## begin

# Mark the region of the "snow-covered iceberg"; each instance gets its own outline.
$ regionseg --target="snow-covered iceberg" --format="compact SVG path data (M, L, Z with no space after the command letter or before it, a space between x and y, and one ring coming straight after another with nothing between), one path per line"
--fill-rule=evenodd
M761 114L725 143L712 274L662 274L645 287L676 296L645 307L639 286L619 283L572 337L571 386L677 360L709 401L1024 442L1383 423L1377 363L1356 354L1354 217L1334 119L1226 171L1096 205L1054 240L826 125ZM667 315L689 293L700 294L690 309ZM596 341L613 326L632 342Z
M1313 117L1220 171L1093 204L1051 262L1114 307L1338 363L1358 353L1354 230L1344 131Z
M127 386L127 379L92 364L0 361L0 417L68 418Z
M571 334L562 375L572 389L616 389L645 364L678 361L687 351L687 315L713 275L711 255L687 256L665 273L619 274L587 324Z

## end
## begin

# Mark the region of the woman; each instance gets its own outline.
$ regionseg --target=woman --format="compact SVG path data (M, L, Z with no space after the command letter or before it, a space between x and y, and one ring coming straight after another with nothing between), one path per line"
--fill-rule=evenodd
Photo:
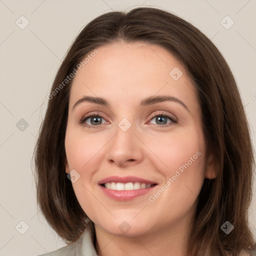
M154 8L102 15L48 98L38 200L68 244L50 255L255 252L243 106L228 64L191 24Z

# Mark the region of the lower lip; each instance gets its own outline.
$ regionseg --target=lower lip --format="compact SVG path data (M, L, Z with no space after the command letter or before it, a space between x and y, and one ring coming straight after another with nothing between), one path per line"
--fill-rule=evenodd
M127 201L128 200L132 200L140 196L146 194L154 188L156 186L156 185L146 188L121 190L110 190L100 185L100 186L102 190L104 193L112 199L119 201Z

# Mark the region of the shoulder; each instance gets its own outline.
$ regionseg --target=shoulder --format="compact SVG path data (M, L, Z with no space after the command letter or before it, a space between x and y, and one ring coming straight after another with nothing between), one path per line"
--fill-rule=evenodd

## end
## begin

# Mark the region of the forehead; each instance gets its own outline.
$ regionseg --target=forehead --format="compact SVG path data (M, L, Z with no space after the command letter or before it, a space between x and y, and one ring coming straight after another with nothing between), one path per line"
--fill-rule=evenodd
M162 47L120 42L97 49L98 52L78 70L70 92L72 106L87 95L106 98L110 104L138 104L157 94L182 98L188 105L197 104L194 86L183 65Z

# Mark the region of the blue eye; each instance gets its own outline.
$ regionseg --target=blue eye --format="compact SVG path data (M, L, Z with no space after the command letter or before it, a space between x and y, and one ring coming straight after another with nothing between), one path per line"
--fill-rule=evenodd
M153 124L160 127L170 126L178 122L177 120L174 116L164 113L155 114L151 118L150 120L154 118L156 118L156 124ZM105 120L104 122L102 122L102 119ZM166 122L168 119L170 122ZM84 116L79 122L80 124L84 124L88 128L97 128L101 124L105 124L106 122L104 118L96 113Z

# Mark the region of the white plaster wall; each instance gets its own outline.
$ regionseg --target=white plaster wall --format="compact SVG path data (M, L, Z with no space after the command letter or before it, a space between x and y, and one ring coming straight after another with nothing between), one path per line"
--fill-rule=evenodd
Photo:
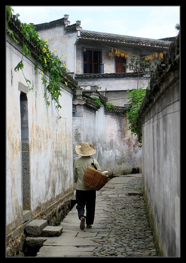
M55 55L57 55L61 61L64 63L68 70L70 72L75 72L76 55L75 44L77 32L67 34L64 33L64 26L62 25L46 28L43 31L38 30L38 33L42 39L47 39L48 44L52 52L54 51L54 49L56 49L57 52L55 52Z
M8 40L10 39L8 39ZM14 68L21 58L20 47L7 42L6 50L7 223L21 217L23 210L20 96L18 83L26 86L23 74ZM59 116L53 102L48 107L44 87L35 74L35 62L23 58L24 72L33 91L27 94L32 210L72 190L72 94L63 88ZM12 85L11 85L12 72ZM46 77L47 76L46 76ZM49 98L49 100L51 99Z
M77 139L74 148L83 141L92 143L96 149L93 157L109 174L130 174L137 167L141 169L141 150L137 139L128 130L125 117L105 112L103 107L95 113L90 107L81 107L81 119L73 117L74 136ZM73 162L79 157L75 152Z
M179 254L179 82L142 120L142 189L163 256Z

## end

The task:
Convert the lines from the one containing "# Mark the region of the blue" through the one containing "M153 124L160 127L170", inclusive, into a Markdown table with the columns Row and Text, leaving out any blank lines.

Answer below:
| Row | Text |
|---|---|
| 1 | # Mark the region of the blue eye; each instance gets its own outline. |
| 2 | $ regionseg --target=blue eye --format="compact SVG path data (M, L, Z with no space after the command letter or before it, a space between x and y, and one ring coming straight after another with nothing between), one path per line" |
| 3 | --fill-rule=evenodd |
| 4 | M153 124L160 127L170 126L178 122L177 120L174 116L164 113L155 114L151 118L150 120L154 118L156 118L156 124ZM105 120L104 122L102 122L102 119ZM166 122L168 119L170 122ZM84 116L79 122L80 124L84 124L88 128L97 128L101 124L105 124L106 122L104 118L96 113Z |